• Angezeigter Text:
__________________________________________________
Ungebrochene Welle
Die Hoffnungen, mit dem „Lockdown light“die Pandemie in den Griff zu bekommen, waren wohl vergebens. Im Land werden neue Vorkehrungen getroffen.
Oft hieß es im Sommer aus der Landesregierung, einen zweiten Lockdown wolle man vermeiden. Die Ausbreitung des Coronavirus sollte mit milderen Maßnahmen eingedämmt werden. Doch nun steht ein neuer, befristeter Lockdown vor der Tür. Ministerpräsident Winfried Kretschmann (Grüne) kündigte ihn an, voraussichtlich für die Zeit nach den Weihnachtstagen, Spitzenpolitiker der CDU stimmten zu. Von 27.12. bis 10.1., wenn Schulen wie Kindergärten ohnehin geschlossen sind und viele Menschen Urlaub haben, so das Kalkül, könnte man eingreifen, ohne schwerste wirtschaftliche und soziale Folgen auszulösen. Warum jetzt? Und was ist sonst noch geplant?
Nach den bisher letzten Eingriffen der Politik verharrten die Infektionszahlen einige Zeit auf hohem Niveau. Die Regierungen hofften, sie würden sinken – doch das war vergeblich. „Die Zahlen entwickeln sich nicht so, wie wir es erwartet haben“, sagte Kretschmann. Am Montag wurde in Baden-württemberg mit 152,1 Neuinfektionen in den vergangenen sieben Tagen die landesweit höchste Inzidenz seit Beginn der Pandemie gemessen. Am Dienstag wurde sie noch übertroffen. Zudem lag am Montag mit 76 Verstorbenen die Zahl an Toten an einem Tag im Zusammenhang mit einer Covid-19-erkrankung auf dem bisherigen Höchststand. „Es deutet sich an, dass das exponentielle Wachstum zurück sein könnte“, sagte Kretschmann.
Erst vergangene Woche einigte sich die Landesregierung auf eine Strategie zum Umgang mit Kreisen, in denen das Virus sich besonders rapide ausbreitet. Eine Inzidenz von 200 wurde als Grenzwert festgelegt, ab dem örtliche Behörden hart eingreifen sollen. Am Dienstag lagen sieben Kreise über dem Grenzwert. Schon arbeitet die Landesregierung an weiteren Regelungen: Kretschmann kündigte Verschärfungen für Gebiete mit mehr als 300 Neuinfektionen an. Härtere
Ausgangsbeschränkungen, die Schließung von Einrichtungen und Betrieben und die Aufhebung der Präsenzpflicht für Schulen, brachte er ins Gespräch. Dabei ist die Präsenzpflicht bereits seit Schuljahresbeginn aufgehoben.
__________________________________________________
• Ziel der Übung:
Schreib aus dem Text über den neuen Lockdown alles von „Ungebrochene Welle“ bis hinunter zu „neue Vorkehrungen getroffen.“ wortgetreu ab. Die Daten stammen aus einer anderen Quelle als der Text.

• Eingabedaten:
__________________________________________________
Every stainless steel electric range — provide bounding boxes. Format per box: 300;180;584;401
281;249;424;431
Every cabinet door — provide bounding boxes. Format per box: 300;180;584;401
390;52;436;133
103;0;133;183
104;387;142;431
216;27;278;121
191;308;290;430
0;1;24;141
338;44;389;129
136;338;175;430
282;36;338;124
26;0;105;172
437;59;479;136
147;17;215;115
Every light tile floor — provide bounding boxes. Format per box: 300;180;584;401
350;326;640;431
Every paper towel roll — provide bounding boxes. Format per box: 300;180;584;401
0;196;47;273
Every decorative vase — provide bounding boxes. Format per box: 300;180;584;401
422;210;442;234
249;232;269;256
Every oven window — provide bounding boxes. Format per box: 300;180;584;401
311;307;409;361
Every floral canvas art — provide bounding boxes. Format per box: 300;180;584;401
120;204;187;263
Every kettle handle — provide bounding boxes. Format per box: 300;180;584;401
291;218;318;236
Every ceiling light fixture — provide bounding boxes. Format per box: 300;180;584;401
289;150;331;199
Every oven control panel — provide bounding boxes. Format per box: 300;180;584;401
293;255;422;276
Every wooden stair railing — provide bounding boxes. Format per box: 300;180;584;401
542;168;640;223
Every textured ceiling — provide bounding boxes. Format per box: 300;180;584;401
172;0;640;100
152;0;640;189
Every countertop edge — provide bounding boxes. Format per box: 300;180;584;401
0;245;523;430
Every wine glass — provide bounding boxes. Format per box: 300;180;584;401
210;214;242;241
__________________________________________________
• Antwort zur Aufgabe:
Ungebrochene Welle
Die Hoffnungen, mit dem „Lockdown light“die Pandemie in den Griff zu bekommen, waren wohl vergebens. Im Land werden neue Vorkehrungen getroffen.